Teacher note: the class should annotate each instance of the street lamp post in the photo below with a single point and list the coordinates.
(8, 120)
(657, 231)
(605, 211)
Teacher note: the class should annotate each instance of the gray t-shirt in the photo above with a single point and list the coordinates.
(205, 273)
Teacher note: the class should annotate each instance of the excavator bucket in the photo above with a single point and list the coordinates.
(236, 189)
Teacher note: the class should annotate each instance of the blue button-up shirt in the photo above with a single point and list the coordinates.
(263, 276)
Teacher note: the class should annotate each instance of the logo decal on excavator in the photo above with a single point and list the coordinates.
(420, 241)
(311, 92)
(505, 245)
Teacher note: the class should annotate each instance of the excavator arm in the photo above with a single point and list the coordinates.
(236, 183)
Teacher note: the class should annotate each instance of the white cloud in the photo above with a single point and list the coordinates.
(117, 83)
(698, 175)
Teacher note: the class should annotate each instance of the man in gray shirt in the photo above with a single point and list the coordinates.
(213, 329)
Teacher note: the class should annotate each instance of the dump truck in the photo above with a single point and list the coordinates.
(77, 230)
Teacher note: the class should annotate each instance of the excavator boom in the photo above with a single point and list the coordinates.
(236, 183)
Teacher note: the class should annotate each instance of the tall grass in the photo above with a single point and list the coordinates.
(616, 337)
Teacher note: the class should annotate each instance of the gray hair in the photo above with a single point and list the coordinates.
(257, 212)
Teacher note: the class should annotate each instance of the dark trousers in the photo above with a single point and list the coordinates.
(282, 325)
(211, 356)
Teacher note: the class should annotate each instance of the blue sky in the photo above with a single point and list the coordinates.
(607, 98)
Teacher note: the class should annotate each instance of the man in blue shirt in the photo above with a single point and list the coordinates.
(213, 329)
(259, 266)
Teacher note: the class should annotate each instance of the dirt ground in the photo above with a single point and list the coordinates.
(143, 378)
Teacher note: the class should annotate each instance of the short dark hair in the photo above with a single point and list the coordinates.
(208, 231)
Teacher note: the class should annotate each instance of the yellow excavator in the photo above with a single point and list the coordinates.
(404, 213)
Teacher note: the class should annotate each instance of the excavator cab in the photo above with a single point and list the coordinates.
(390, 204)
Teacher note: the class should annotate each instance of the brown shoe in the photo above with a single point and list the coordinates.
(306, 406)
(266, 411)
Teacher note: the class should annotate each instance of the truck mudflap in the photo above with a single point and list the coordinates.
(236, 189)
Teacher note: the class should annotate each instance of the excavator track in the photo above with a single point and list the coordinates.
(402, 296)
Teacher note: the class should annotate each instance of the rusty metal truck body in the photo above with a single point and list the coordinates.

__________________________________________________

Rewrite all of the records above, swapping "class" for "group" and leaving everything else the same.

Result of the task:
Teacher note: the group should annotate each instance of the street lamp post in the photo below with a single point and list the coordinates.
(8, 120)
(657, 231)
(605, 211)
Teacher note: the group should annotate each instance of the gray t-shirt in the photo above with a single point and list the coordinates.
(205, 273)
Teacher note: the group should annotate each instance of the excavator bucket in the photo above with a single point and list the coordinates.
(236, 189)
Teacher note: the group should annotate each instance of the blue button-up shirt in the photo above with a single point and list the coordinates.
(263, 276)
Teacher note: the group should annotate each instance of the logo decal on excavator in the photo above with a single point and list the coordinates.
(420, 241)
(311, 92)
(505, 245)
Teacher note: the group should annotate each instance of the excavator arm in the photo above with a single point and list the coordinates.
(236, 183)
Teacher note: the group should annotate each instance of the white cloud in the photo above with a single point and list the coordinates.
(117, 83)
(698, 175)
Teacher note: the group should annotate each instance of the man in gray shirt in the photo above with a single point and list the coordinates.
(213, 329)
Teacher note: the group should annotate each instance of the dump truck in the photo above with a single point and list the coordinates.
(77, 230)
Teacher note: the group should annotate each instance of the excavator boom in the photo above with a single point and list the coordinates.
(236, 183)
Teacher note: the group should annotate each instance of the tall grass in the photo above with a single point and list the coordinates.
(616, 337)
Teacher note: the group should annotate each instance of the gray hair in the photo above with a single point and list the coordinates.
(257, 212)
Teacher note: the group should annotate each instance of the dark trousers in the photo above with a single point and list the coordinates.
(282, 325)
(211, 356)
Teacher note: the group should annotate each instance of the blue sky in the photo above with a single point and list the coordinates.
(607, 98)
Teacher note: the group should annotate each instance of the man in blue shirt in the photo above with a single point and list the coordinates.
(213, 329)
(259, 266)
Teacher note: the group should annotate each instance of the dirt ground in the photo above with a single point and list the coordinates.
(143, 378)
Teacher note: the group should annotate each instance of the short dark hair in the photo above with a single point and list the coordinates.
(208, 231)
Teacher note: the group should annotate each instance of the yellow excavator in the photo above with a single point and list the coordinates.
(404, 213)
Teacher note: the group should annotate each instance of the excavator cab in the photo above with a single point and list the coordinates.
(390, 204)
Teacher note: the group should annotate each instance of the brown shoe in the photo above with a single point and list the coordinates.
(306, 406)
(266, 411)
Teacher note: the group should annotate each instance of the truck mudflap in the photo above with a single point and list the coordinates.
(236, 189)
Teacher note: the group should annotate each instance of the excavator track in the photo above with a single point and list the coordinates.
(402, 296)
Teacher note: the group should annotate each instance of the rusty metal truck body in the photo above with a single point and list the coordinates.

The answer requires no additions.